— BEGIN INFORMATION SHOWN —
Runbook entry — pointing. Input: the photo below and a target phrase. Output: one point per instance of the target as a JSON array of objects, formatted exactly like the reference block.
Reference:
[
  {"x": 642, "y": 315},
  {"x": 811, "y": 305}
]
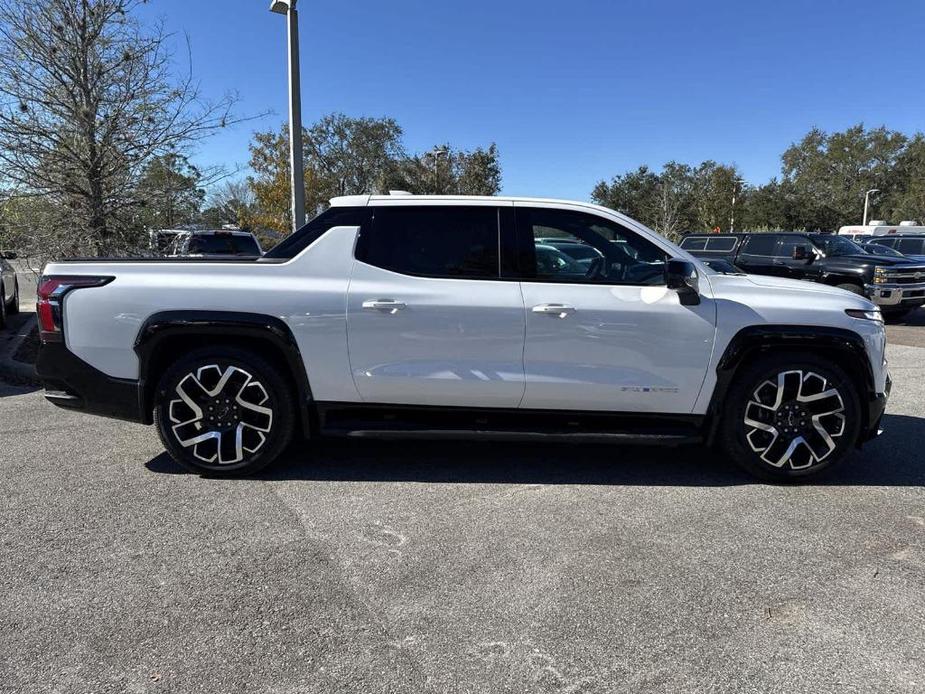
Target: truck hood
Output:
[
  {"x": 755, "y": 286},
  {"x": 882, "y": 260}
]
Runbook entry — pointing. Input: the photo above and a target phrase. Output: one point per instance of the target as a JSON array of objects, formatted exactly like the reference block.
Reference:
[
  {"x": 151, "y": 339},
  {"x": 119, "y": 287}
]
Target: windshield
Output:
— END INFORMATION SHOWN —
- TASK TO CARRY OUT
Your task is to reproduce, exactly and exclusively, the lines from the one holding "Runbook entry — pointing. Input: the photo above" through the final line of the listing.

- SOLUTION TO THIS TASK
Runbook entry — pointing. Input: the photo above and a target phrase. Output: one point per instance of the target as a JSON array of objects, formatted exactly like the reference block.
Reference:
[
  {"x": 151, "y": 339},
  {"x": 119, "y": 287}
]
Target: windshield
Output:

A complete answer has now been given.